§ Texto do documento
O BELO PREFÁCIO DE JOSÉ GAUDÊNCIO TORQUATO, NO LIVRO “JOÃO RUFINO-UM VISIONÁRIO DE FÉ”

Contar com o apoio do amigo Zé Gaudêncio Torquato no nosso livro “João Rufino-Um Visionário de Fé” não é um privilégio, mas uma honra.

Este orgulhoso micaelense é um competente arquiteto e trabalha nesta área na Caixa Econômica Federal em Natal. Mas eu acredito que Zé Gaudêncio gosta mesmo é de trabalhar com música, de ter nascido em São Miguel, de sua família e de mais outras coisas boas. Zé possui músicas maravilhosas, escreve letras e poesias desde muito tempo e algumas de suas obras eu tive o privilégio de ouvir. Elas me deixando realmente encantado.

Zé Gaudêncio Torquato lendo seu prefácio para a multidão de 15.000 pessoas presentes ao evento

Ele é um grande incentivador da grande “Banda Independente da Ribeira”, que desde 1999 está na luta pelo espaço na nossa muitas vezes combalida cultura potiguar.

Aqui apresento o seu prefácio.

Valeu micaelense arretado.

Um Cheiro de Café 

Nas aulas de catecismo do Grupo Escolar Padre Cosme, ministradas pela professora Branca de Castro, além dos ensinamentos básicos dos princípios da religião católica, as pregações centravam no sentido e aplicação dos dez mandamentos (amar ao próximo, não roubar, não matar, não desejar a mulher alheia, etc. Para os pequenos alunos, com suas mentes infantis, que tinham como divertimento no horário do recreio roubar cajus do sítio de Nucha Augusto, do outro lado da cerca e caçar ovos de arinhos, saqueando os ninhos nas copas das canafístulas, nada era pecado mesmo porque, menino, arinho, frutinhas do mato era tudo brincadeira no mundinho daquelas  inocentes crianças.

(Um bloco de dados)
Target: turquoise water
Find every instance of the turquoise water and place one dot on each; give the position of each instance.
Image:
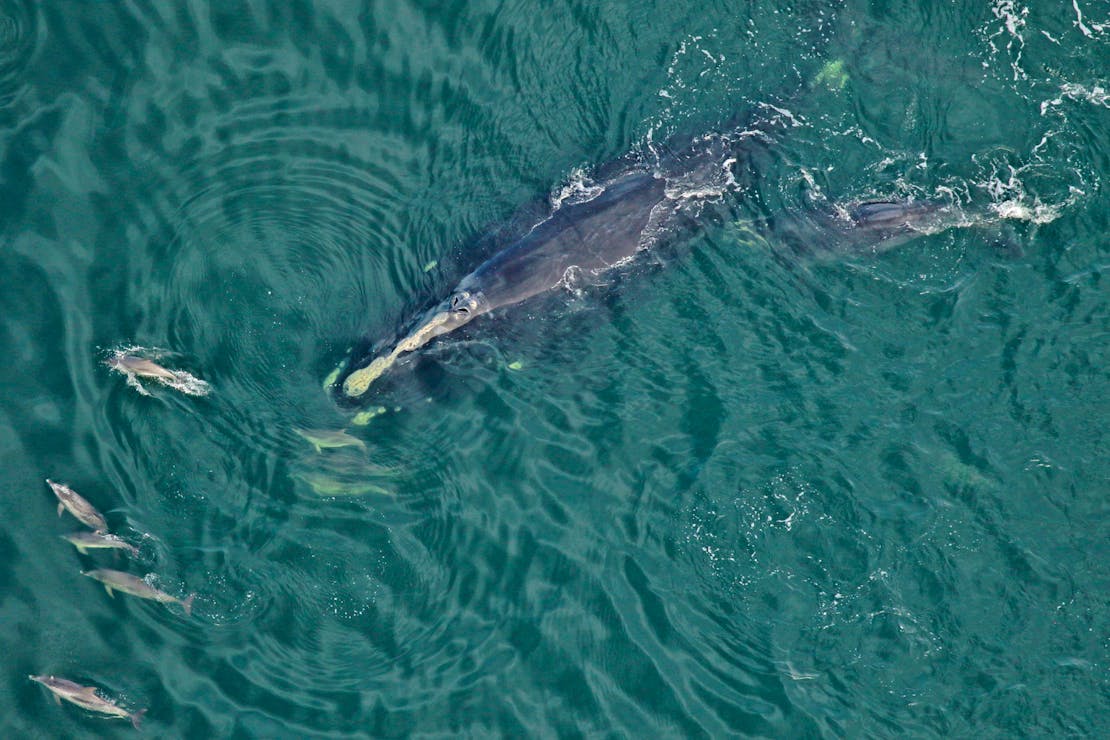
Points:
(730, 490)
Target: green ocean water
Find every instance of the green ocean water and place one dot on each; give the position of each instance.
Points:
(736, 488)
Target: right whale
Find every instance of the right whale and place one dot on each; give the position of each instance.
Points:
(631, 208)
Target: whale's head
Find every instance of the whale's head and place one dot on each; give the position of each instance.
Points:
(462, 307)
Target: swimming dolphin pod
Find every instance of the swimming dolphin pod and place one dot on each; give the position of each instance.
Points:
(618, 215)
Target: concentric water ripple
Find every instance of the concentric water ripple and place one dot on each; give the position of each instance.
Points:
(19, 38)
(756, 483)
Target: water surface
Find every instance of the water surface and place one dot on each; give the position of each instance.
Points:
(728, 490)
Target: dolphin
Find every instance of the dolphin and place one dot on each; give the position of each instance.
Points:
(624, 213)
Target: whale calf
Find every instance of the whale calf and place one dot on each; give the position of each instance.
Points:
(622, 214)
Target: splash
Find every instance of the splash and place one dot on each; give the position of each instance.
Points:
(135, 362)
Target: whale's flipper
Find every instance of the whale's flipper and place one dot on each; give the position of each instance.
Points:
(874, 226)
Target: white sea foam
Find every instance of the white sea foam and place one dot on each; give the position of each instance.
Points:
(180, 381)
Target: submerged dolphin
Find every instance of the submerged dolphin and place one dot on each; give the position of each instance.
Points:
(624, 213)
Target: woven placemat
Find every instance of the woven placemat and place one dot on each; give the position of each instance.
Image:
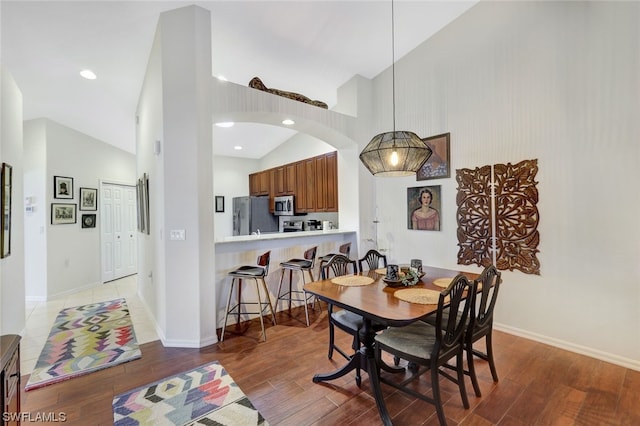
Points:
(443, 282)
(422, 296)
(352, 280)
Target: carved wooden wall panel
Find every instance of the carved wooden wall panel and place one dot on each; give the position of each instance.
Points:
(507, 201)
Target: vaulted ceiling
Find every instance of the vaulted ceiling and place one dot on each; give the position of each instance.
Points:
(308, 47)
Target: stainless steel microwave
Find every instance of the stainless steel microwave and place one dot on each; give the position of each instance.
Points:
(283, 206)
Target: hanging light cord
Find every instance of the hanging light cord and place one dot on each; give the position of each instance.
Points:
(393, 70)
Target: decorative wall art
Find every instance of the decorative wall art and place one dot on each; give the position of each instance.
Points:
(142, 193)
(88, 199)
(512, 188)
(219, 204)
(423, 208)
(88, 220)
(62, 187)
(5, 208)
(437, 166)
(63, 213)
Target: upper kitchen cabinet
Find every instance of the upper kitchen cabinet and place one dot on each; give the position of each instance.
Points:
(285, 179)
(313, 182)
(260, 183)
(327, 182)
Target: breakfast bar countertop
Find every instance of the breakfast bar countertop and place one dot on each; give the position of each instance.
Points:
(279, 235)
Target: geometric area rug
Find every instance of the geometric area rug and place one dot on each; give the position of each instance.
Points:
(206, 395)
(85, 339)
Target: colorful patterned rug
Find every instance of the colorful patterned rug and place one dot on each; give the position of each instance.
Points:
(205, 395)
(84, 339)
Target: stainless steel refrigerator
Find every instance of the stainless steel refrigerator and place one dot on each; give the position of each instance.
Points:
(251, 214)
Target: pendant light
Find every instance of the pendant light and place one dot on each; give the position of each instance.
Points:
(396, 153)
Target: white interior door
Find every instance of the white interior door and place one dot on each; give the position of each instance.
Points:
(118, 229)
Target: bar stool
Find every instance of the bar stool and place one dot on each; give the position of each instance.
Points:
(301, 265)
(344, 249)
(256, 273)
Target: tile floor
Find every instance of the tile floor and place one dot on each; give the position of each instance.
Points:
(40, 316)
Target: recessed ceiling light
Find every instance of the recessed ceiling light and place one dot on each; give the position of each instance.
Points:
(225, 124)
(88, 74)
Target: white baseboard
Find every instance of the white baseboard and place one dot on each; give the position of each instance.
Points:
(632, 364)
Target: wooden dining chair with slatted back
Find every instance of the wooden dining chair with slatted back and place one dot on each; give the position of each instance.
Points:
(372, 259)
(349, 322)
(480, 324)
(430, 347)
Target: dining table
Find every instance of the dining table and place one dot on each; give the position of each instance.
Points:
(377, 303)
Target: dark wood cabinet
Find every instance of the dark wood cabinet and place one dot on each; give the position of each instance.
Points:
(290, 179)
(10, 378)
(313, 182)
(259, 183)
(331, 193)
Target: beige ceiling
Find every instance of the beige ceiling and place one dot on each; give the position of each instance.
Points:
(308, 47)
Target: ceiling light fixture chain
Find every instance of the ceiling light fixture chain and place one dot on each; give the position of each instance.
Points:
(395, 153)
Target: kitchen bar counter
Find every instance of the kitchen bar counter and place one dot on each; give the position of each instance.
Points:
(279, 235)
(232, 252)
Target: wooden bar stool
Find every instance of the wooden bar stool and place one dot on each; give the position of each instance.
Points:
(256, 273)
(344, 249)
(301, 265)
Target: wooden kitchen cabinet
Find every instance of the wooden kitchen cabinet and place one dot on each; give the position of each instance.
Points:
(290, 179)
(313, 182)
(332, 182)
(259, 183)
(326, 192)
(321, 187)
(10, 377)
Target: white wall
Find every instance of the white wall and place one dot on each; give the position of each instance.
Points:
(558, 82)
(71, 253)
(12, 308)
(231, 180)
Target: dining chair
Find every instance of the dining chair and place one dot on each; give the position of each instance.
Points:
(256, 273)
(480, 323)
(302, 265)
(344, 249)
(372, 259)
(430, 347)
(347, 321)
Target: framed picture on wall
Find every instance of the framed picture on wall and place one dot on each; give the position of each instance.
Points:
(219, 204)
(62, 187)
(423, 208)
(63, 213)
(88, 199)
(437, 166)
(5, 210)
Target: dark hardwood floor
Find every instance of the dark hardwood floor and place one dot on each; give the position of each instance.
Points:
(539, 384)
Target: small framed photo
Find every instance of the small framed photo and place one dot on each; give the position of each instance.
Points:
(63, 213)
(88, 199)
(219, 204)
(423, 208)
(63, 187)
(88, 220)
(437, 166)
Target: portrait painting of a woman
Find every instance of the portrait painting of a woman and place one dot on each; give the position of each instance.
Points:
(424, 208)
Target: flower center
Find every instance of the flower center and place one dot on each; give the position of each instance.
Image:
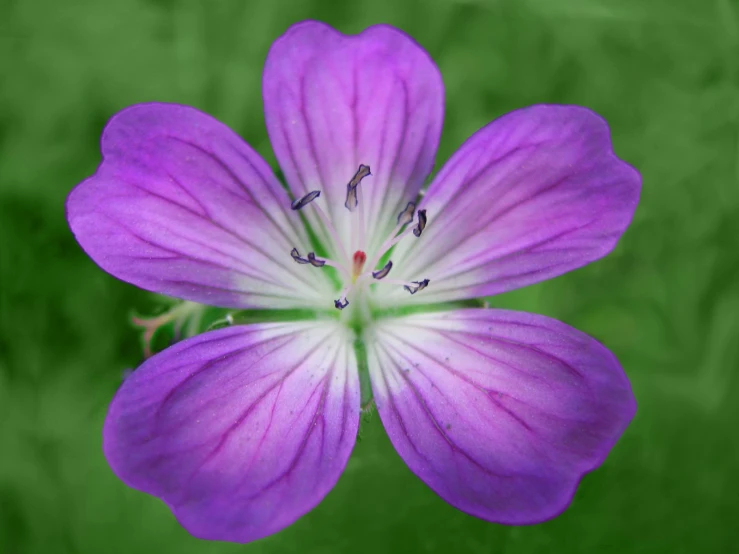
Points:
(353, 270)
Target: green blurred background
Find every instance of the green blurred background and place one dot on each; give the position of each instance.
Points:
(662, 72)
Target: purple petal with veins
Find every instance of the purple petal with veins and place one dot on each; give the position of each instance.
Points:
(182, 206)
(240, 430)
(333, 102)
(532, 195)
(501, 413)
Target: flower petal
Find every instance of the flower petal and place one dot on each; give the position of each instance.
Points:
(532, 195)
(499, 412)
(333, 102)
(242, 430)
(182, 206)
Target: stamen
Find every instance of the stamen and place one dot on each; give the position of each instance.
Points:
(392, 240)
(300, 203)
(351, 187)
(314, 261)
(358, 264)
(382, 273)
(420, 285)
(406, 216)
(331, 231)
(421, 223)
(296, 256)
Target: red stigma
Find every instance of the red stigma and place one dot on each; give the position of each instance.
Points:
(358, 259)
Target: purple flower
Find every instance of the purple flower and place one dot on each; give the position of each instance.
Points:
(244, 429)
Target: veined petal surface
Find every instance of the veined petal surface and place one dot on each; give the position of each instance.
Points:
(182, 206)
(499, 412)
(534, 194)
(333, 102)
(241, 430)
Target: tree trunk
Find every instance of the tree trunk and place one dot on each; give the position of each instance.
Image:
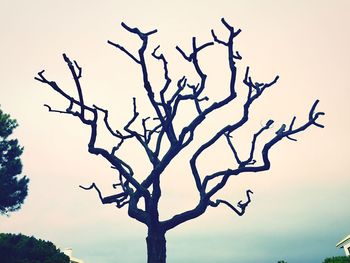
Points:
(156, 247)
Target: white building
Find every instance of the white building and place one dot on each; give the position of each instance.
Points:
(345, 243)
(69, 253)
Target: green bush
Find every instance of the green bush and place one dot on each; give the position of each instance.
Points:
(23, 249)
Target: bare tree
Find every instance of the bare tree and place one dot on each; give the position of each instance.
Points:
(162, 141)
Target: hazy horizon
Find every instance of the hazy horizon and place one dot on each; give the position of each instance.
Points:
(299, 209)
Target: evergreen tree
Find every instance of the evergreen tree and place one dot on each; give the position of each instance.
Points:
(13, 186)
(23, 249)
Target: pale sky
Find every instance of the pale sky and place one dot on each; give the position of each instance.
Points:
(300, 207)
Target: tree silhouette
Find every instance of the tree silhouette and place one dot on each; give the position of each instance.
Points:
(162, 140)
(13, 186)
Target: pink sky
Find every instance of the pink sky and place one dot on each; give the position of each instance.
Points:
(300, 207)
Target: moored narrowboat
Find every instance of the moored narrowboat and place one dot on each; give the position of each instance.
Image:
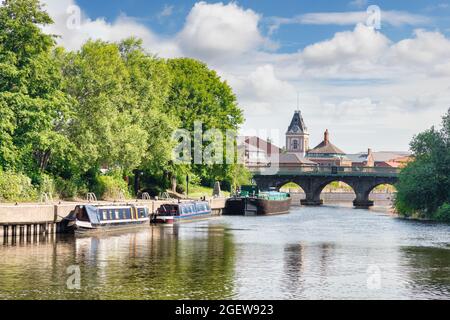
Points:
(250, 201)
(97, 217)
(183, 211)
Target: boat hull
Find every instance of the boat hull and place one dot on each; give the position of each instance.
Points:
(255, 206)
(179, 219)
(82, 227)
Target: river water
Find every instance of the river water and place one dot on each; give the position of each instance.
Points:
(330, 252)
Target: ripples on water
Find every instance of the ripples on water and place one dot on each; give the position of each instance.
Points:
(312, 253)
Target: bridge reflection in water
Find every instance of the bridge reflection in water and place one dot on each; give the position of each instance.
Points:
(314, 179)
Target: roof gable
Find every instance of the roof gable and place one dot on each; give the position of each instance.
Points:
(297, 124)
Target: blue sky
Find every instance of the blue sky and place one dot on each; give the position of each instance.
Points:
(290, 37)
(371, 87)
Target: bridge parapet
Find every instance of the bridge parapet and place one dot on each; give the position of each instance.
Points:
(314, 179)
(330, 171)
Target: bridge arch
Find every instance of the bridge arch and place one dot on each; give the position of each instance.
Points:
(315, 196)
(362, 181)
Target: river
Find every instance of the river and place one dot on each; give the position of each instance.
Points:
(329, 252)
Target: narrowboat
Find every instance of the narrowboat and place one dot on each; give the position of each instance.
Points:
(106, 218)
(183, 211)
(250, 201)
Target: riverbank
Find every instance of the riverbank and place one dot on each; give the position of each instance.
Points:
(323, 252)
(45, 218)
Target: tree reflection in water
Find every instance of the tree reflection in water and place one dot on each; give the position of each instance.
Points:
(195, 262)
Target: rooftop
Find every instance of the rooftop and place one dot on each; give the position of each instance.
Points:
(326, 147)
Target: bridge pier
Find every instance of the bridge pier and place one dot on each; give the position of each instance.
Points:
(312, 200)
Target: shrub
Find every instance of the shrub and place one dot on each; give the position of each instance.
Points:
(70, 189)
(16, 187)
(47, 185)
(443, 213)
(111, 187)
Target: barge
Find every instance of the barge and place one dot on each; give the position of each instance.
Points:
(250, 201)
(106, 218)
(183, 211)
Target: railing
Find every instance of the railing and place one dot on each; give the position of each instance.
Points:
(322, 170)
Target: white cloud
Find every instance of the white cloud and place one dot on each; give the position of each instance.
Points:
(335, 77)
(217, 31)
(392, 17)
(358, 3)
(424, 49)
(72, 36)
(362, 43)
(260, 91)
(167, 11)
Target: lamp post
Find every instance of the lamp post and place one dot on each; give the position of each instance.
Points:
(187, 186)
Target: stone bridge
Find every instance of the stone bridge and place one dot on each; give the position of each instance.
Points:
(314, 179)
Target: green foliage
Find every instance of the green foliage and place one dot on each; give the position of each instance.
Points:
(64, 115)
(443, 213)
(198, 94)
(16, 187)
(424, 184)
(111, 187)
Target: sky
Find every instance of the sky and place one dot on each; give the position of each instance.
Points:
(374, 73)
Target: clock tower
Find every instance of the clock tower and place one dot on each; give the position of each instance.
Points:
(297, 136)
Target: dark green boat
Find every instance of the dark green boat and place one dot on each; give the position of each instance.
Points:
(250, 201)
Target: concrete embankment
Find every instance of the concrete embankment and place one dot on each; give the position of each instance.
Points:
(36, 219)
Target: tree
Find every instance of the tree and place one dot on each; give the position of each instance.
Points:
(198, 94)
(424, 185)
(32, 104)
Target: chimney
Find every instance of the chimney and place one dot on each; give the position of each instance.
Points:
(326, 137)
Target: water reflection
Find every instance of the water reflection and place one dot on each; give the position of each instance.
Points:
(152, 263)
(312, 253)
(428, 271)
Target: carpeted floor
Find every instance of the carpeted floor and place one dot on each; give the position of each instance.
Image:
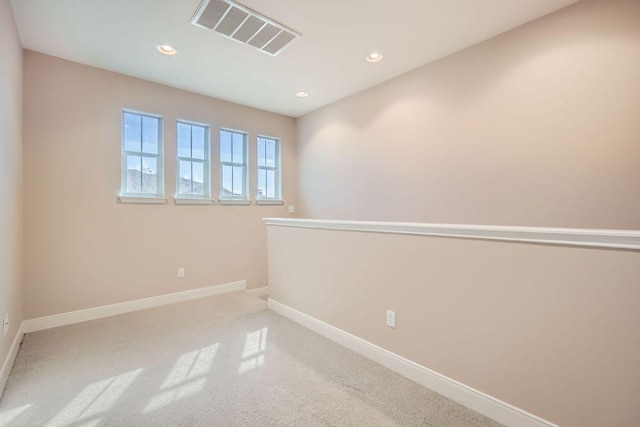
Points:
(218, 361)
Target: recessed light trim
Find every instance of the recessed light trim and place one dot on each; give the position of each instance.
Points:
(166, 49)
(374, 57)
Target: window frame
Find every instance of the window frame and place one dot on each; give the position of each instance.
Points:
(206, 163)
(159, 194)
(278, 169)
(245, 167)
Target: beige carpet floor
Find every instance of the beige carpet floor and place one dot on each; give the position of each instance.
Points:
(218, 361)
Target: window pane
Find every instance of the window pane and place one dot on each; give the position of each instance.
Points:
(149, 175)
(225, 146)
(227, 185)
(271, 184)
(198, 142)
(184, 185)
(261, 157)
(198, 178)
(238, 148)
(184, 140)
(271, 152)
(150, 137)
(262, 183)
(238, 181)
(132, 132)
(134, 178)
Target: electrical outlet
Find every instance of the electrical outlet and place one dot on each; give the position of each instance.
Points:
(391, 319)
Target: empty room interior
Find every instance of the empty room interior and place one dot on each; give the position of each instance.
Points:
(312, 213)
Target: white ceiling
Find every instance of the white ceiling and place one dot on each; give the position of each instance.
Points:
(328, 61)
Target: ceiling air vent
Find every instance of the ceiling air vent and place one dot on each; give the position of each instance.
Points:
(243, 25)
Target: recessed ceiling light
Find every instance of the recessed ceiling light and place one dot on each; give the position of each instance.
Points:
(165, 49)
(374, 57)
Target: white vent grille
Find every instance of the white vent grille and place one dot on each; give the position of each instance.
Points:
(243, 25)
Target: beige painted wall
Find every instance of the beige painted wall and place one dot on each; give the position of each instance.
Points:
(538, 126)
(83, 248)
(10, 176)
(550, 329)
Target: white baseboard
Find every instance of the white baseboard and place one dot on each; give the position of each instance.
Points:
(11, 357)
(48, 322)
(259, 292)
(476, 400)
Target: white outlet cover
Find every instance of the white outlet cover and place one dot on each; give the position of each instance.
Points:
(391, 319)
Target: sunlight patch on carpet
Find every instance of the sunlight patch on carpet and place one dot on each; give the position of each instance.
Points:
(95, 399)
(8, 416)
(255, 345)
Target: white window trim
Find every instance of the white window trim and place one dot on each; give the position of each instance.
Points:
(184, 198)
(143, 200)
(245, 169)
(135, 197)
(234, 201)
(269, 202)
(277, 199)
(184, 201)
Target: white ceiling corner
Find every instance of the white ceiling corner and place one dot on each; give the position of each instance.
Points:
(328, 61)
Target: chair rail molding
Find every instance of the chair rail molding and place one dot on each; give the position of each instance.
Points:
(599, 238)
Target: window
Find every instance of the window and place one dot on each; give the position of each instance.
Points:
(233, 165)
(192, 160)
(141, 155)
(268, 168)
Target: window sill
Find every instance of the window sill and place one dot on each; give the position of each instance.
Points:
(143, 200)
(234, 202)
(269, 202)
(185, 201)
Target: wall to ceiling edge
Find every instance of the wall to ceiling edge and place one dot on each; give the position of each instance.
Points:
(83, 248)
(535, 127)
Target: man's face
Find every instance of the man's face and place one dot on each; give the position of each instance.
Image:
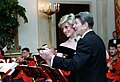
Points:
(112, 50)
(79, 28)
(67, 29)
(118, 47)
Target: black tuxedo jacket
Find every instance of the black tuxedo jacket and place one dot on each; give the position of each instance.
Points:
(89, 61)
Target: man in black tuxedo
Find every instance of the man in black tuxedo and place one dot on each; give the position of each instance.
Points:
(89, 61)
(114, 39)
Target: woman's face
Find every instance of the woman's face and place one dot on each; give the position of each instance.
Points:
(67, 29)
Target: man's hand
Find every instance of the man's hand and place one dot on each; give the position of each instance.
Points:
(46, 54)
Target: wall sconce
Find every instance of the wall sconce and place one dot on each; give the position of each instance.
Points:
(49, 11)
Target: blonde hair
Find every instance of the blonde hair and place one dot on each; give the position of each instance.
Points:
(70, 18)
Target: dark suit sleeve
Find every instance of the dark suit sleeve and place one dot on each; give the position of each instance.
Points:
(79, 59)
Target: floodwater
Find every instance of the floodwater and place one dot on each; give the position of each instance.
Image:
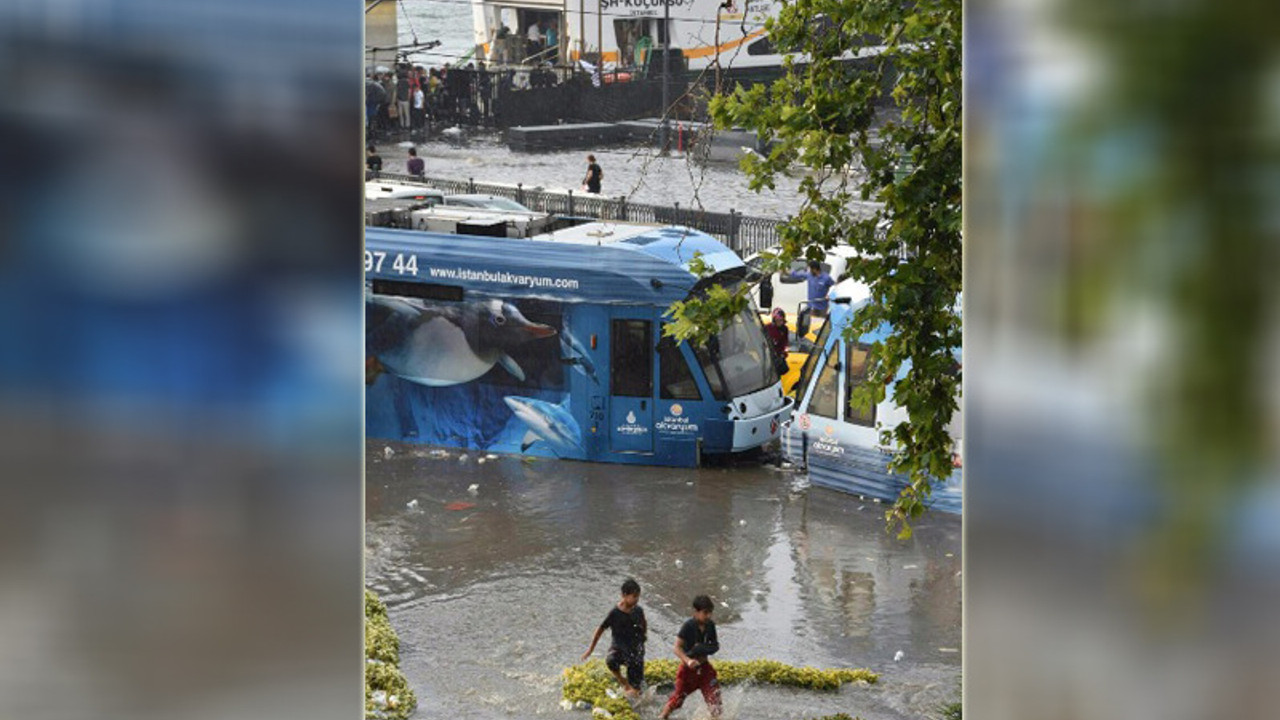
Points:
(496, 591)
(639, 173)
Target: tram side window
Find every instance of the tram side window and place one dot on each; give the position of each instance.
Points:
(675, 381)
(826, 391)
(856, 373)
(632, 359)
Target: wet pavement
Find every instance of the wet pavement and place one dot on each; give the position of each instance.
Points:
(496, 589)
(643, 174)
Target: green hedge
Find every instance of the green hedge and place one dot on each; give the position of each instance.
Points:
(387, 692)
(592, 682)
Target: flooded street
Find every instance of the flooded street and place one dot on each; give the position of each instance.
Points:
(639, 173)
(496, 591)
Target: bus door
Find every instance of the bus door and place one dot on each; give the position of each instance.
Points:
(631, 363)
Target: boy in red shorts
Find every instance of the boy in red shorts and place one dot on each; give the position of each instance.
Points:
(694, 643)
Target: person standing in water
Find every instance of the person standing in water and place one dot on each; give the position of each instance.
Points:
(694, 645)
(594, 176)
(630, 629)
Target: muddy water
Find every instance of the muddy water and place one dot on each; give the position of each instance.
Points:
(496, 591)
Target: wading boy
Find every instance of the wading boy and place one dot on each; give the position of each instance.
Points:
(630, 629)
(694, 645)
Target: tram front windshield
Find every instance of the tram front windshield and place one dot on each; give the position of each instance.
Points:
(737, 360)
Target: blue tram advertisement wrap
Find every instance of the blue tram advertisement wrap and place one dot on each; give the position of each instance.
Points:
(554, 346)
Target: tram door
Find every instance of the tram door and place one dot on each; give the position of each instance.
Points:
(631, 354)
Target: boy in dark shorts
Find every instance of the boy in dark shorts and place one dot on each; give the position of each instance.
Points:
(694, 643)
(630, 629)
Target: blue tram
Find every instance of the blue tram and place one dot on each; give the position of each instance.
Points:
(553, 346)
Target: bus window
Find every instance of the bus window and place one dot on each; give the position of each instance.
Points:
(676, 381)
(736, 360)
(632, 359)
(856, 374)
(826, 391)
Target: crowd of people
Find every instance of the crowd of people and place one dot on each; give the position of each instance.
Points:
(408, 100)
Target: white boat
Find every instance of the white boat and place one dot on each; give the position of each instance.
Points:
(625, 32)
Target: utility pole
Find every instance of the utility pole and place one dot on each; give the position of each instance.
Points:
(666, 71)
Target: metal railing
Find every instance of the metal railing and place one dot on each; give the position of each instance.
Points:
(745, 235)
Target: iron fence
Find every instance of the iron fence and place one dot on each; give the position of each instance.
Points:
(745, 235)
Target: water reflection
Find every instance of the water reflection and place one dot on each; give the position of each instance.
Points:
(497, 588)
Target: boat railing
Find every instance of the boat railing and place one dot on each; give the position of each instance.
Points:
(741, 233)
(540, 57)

§ Desafios
[a] Indique se cada afirmação concorda com o texto sobre o prefácio, respondendo sim ou não e citando literalmente as palavras que decidem: (i) Zé Gaudêncio Torquato atua como arquiteto na Caixa Econômica Federal em Natal; (ii) a Banda Independente da Ribeira está em atividade desde 1999; (iii) as aulas de catecismo do Grupo Escolar Padre Cosme eram dadas por um padre.
[b] Segundo o texto sobre o prefácio, de onde os alunos roubavam cajus no horário do recreio?
Os dados não têm relação com o texto sobre o prefácio.

§ Gabarito
[a]
(i) Sim: "é um competente arquiteto e trabalha nesta área na Caixa Econômica Federal em Natal".
(ii) Sim: "que desde 1999 está na luta pelo espaço".
(iii) Não: "ministradas pela professora Branca de Castro".

[b] Do sítio de Nucha Augusto, do outro lado da cerca.